Text passage —

──────────────────────────────

Why shouldn’t we eat catfish?

 

Who are “we” to say?

Firstly, that depends who “we”” are.

If “we” are vegans, it is because catfish are not vegetables.

If “we” are Jews, it is because Siluroides do not have scales, but either naked skin or bony plates. Therefore they are not kosher. Not kosher is not kosher, don’t ask me to justify it biologically. If you want to be frum, eat kosher, that’s all.

If “we” are anyone else, then the question turns on what do we mean by “catfish”.

The huge biodiversity of catfishes

There are over 3000 species of catfish in the world and they demonstrate vast diversity. From the candirù of South America which swims up people’s urethra if they urinate in the water, all the way up to giant Pangasias or Siluris species among the largest freshwater fishes of the world. Plus various marine species also.

“My name is Vandellia / They call me Candiru / It won’t be you be eating me / It’s me be eating you.”

──────────────────────────────

Dataset content —
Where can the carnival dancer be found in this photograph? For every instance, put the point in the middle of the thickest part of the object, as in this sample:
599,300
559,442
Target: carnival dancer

──────────────────────────────

Aim of the task — Based on the catfish text, decide whether each statement agrees with it, answering yes or no and quoting the words that settle it: (a) catfish are not kosher because they lack scales; (b) there are fewer than 1000 species of catfish; (c) all catfish live in fresh water.

Output for this exercise —
(a) Yes: "Siluroides do not have scales, but either naked skin or bony plates. Therefore they are not kosher."
(b) No: "There are over 3000 species of catfish in the world"
(c) No: "Plus various marine species also."